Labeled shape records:
■ ■ ■
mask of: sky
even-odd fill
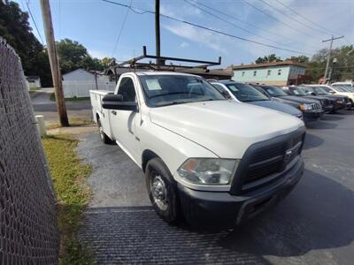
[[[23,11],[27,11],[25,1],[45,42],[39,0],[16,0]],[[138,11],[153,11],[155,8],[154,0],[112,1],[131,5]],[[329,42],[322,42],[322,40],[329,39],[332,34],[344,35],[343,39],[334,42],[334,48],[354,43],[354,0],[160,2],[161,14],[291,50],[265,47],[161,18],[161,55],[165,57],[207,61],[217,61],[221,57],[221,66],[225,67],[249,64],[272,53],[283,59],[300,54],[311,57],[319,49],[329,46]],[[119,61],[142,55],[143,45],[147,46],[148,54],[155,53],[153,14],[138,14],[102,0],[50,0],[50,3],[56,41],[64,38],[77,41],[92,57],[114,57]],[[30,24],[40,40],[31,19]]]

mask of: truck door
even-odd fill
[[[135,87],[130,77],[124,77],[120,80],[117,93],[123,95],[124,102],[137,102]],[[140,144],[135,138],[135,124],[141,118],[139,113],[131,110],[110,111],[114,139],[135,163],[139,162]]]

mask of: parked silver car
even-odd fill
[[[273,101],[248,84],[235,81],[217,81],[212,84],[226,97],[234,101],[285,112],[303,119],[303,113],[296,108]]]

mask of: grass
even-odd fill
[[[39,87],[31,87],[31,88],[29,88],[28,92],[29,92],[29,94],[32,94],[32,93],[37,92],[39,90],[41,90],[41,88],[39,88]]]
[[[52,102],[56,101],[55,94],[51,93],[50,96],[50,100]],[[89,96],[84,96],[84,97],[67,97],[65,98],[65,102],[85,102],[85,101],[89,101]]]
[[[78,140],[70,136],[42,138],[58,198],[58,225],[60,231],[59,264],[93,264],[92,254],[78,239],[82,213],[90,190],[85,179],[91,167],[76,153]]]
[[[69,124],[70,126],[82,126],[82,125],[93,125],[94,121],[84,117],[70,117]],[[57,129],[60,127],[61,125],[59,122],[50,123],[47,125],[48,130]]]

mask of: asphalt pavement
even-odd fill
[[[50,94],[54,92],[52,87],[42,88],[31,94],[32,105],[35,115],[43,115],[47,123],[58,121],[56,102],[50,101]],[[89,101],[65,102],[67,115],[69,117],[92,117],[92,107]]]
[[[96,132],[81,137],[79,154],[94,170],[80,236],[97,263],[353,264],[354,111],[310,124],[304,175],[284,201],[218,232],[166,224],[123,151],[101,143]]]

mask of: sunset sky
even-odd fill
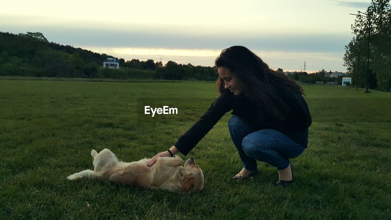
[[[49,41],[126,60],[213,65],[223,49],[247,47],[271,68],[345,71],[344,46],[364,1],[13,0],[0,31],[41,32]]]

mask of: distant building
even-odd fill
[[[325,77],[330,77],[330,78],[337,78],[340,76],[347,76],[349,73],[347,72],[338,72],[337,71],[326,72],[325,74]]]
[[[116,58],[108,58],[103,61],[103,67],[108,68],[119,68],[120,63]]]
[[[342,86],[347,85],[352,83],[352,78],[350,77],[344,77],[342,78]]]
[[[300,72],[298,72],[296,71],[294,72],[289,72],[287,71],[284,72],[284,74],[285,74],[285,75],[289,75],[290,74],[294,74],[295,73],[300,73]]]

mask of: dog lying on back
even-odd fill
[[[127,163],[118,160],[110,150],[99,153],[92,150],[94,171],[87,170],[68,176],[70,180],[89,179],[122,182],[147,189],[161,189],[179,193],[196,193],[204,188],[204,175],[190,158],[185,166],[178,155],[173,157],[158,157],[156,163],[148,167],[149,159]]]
■ ■ ■
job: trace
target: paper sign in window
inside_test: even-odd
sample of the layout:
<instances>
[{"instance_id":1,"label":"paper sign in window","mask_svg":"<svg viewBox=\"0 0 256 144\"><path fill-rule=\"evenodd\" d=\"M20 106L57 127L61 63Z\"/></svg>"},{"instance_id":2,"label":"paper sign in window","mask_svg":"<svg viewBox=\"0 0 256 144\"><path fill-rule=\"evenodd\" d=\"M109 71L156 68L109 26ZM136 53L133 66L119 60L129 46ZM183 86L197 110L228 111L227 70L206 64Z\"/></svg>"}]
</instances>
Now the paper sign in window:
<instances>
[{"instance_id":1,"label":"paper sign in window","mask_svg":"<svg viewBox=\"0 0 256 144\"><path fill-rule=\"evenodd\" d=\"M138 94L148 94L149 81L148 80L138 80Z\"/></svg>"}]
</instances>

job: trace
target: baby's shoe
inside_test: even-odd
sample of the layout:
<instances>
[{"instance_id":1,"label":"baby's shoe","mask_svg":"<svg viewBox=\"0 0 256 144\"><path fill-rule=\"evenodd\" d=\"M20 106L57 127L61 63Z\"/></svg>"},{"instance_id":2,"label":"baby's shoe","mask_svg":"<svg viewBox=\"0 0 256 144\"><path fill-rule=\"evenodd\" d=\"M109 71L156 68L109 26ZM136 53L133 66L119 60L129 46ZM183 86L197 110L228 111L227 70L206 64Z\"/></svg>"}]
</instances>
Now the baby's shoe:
■ ■ ■
Task: Extract every line of the listing that contains the string "target", matching case exactly.

Result below:
target: paper sign in window
target: baby's shoe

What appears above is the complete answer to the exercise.